The Beach Boys
Imus In The Morning
2006-07-06 [July 6, 2006]

[two days after the 4th of July, altho' this never gets mentioned anywhere herein]

(There's a listing on etree for this show, but it shows the date 7/5/06. The source for my above-listed date is merely what I wrote down on the post-it attached to the CD papersleeve; so I guess there's a slight discrepancy, but all thing being equal, I'm going with ME.)

originating station:
WFAN-AM, New York NY
national syndicator:
Westwood One (USA)
television simulcaster:
MSNBC(USA)

[Imus's show has hopscotched bases of operation (originating stations/studios, national syndicators, television simulcasters) a number of times over the years. While the MSNBC participation is confirmed by internal reference, the rest of the information shown here about its provenience at the time of this broadcast is gleaned from Wikipedia: salt to taste.]

= = = = = = = = = = = = = = = = = = = =

Old joke: when is a door NOT a door? When it's ajar [ouch!].
Corollary: when are The Beach Boys NOT The Beach Boys? When there's no-one with the name 'Wilson' in the band. Nevertheless, here we go:

PERSONNEL
Mike Love: lead vocals, ego
Bruce Johnston: lead vocals

plus:
Scott Totten: acoustic guitar, harmony vocals
Tim Bonhomme: keyboards
John Cowsill: keyboards, drums, harmony vocals

??? [possibly Brian Eichenberger] bass guitar, harmony vocals
??? [possibly Mike Kowalski] drums
???

____________

### GIVEN INSTRUCTION 1:
Transcribe the whole Beach Boys broadcast listing word for word.
### GIVEN INSTRUCTION 2:
Gather every line of the rows that contains the string "tractor", and copy each one. Case counts.
The rows below the listing have no connection to it.

### DATA SHOWN:
____________

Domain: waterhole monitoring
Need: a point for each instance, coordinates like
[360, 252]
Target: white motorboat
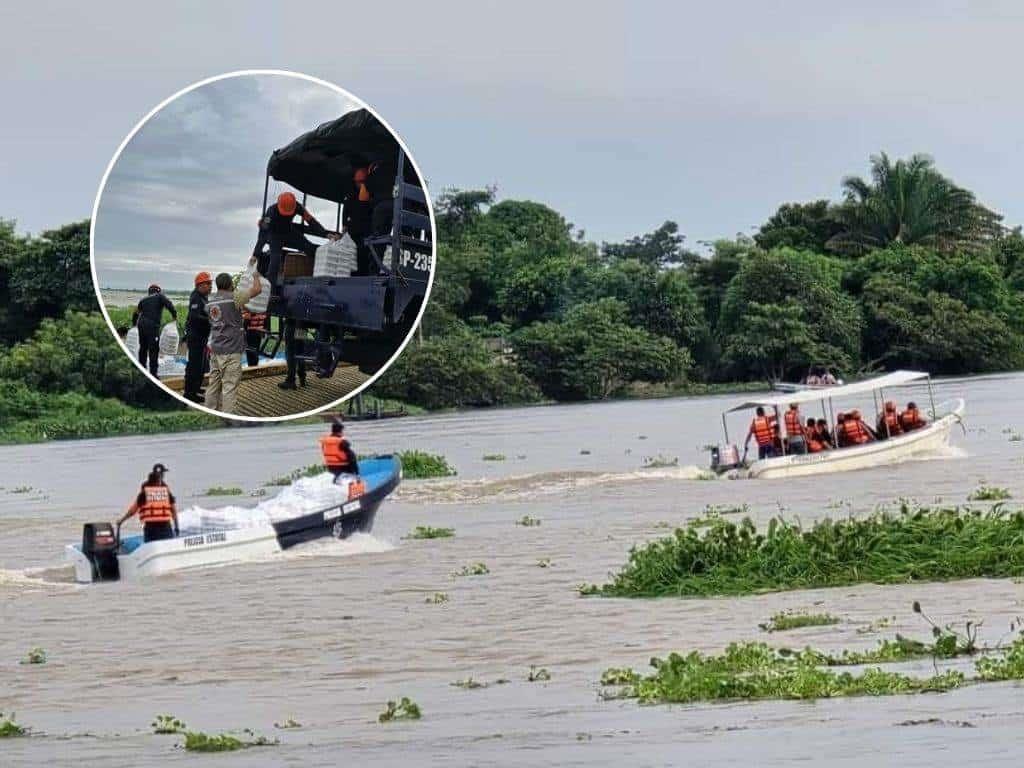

____________

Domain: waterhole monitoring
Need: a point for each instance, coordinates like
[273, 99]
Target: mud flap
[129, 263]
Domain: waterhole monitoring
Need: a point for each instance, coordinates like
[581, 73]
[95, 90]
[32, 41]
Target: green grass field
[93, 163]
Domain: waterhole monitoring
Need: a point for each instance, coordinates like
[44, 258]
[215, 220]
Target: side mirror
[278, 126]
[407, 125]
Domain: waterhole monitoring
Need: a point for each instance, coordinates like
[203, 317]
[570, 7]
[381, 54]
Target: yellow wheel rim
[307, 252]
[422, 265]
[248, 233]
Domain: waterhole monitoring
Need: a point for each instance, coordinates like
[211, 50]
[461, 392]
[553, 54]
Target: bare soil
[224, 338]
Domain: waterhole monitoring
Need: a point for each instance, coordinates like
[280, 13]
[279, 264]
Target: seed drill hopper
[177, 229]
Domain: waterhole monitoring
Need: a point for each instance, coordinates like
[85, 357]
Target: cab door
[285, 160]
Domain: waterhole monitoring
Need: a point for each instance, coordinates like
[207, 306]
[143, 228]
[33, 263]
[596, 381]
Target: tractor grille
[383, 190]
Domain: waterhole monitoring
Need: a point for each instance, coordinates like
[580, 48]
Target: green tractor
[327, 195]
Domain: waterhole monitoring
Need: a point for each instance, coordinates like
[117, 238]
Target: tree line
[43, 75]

____________

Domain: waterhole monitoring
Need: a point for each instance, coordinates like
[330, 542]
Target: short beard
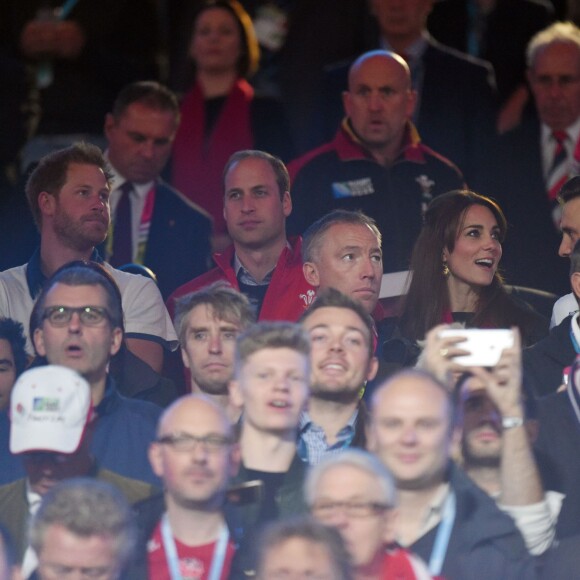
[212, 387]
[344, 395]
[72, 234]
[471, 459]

____________

### EXERCISE RESPONSE 1:
The Beach Boys
Imus In The Morning
2006-07-06 [July 6, 2006]

[two days after the 4th of July, altho' this never gets mentioned anywhere herein]

(There's a listing on etree for this show, but it shows the date 7/5/06. The source for my above-listed date is merely what I wrote down on the post-it attached to the CD papersleeve; so I guess there's a slight discrepancy, but all thing being equal, I'm going with ME.)

originating station:
WFAN-AM, New York NY
national syndicator:
Westwood One (USA)
television simulcaster:
MSNBC(USA)

[Imus's show has hopscotched bases of operation (originating stations/studios, national syndicators, television simulcasters) a number of times over the years. While the MSNBC participation is confirmed by internal reference, the rest of the information shown here about its provenience at the time of this broadcast is gleaned from Wikipedia: salt to taste.]

= = = = = = = = = = = = = = = = = = = =

Old joke: when is a door NOT a door? When it's ajar [ouch!].
Corollary: when are The Beach Boys NOT The Beach Boys? When there's no-one with the name 'Wilson' in the band. Nevertheless, here we go:

PERSONNEL
Mike Love: lead vocals, ego
Bruce Johnston: lead vocals

plus:
Scott Totten: acoustic guitar, harmony vocals
Tim Bonhomme: keyboards
John Cowsill: keyboards, drums, harmony vocals

??? [possibly Brian Eichenberger] bass guitar, harmony vocals
??? [possibly Mike Kowalski] drums
???

### EXERCISE RESPONSE 2:
Target: tractor grille
Target: green tractor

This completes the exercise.